Extract provided |
──────
I am definitely back. The only teen I have seen in 24hours is my own. He is crabby and overtired and he doesn't joyously shout "Becca!" when he sees me. Nor does he want any hugs. The younger two are showing me how much they missed me by fighting and arguing over who should be in charge of which toy. N, who has bent over backwards shuffling G & B back and forth from school, as well as being the task manager of the house and his job, has disappeared to catch up on the projects, ideas and things that were pushed to the side while I was playing in the snow. I can hear the dim force of the freeway towering in the distance as I sort and start the backloads of laundry. There is no snow to see for miles around and it is raining muddy puddles that help the pups track in muddy goo from the backyard. The house is a mess. I am definitely back.
──────
Problem 1 | Retype the homecoming passage from "I am definitely back. The" to "mess. I am definitely back.".
Problem 2 | According to the homecoming passage, what are the younger two fighting and arguing over?
Problem 3 | Render this sentence from the homecoming passage in Spanish: "There is no snow to see for miles around and it is raining muddy puddles that help the pups track in muddy goo from the backyard."
Work only from the homecoming passage, using no outside sources.

Position identification records
──────
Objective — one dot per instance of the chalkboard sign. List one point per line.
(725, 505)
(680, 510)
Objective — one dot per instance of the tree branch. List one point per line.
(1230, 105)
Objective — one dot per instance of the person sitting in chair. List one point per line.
──────
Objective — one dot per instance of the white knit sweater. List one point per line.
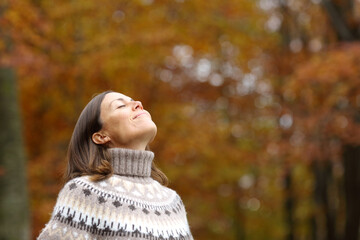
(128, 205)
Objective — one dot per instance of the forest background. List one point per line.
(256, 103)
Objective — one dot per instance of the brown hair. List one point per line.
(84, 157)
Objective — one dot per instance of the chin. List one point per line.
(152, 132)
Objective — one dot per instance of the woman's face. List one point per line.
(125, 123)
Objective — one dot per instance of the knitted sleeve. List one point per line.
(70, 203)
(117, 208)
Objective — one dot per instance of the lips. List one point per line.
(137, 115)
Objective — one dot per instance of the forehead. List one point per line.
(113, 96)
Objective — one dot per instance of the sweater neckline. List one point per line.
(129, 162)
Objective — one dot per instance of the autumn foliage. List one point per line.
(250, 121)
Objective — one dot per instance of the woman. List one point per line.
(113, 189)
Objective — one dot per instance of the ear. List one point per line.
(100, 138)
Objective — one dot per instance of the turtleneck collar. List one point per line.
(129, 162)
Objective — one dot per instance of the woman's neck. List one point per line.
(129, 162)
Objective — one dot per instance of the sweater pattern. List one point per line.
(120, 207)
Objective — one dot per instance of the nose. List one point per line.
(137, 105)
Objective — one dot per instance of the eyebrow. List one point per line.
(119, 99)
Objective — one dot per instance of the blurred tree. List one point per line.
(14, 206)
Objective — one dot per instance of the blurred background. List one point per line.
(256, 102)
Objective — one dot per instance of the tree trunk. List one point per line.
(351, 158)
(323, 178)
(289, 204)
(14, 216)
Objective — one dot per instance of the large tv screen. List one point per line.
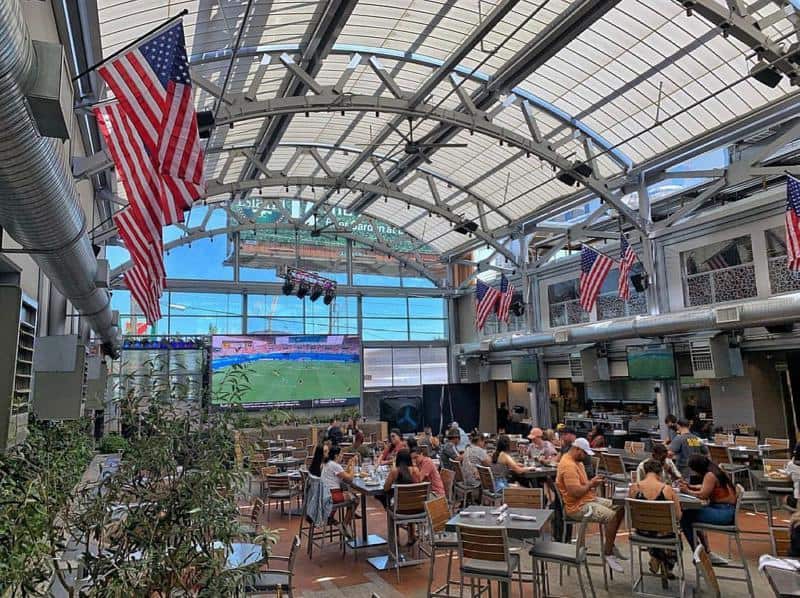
──────
Task answer 1 |
I am definitely back. The only teen I have seen in 24hours is my own. He is crabby and overtired and he doesn't joyously shout "Becca!" when he sees me. Nor does he want any hugs. The younger two are showing me how much they missed me by fighting and arguing over who should be in charge of which toy. N, who has bent over backwards shuffling G & B back and forth from school, as well as being the task manager of the house and his job, has disappeared to catch up on the projects, ideas and things that were pushed to the side while I was playing in the snow. I can hear the dim force of the freeway towering in the distance as I sort and start the backloads of laundry. There is no snow to see for miles around and it is raining muddy puddles that help the pups track in muddy goo from the backyard. The house is a mess. I am definitely back.

Task answer 2 | They are arguing over who should be in charge of which toy.

Task answer 3 | No hay nieve a la vista en millas a la redonda y está lloviendo charcos de lodo que ayudan a los cachorros a meter barro pegajoso desde el patio trasero.